Reproduce every one of the entries below word for word, leaving each line unchanged.

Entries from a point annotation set
——
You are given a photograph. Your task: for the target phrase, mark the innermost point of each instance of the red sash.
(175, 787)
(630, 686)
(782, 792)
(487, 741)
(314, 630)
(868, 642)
——
### In response:
You are given a photograph. Your task: for the target phrase, mark the innermost point of each instance of the red sash.
(175, 787)
(630, 686)
(782, 792)
(487, 741)
(314, 630)
(868, 642)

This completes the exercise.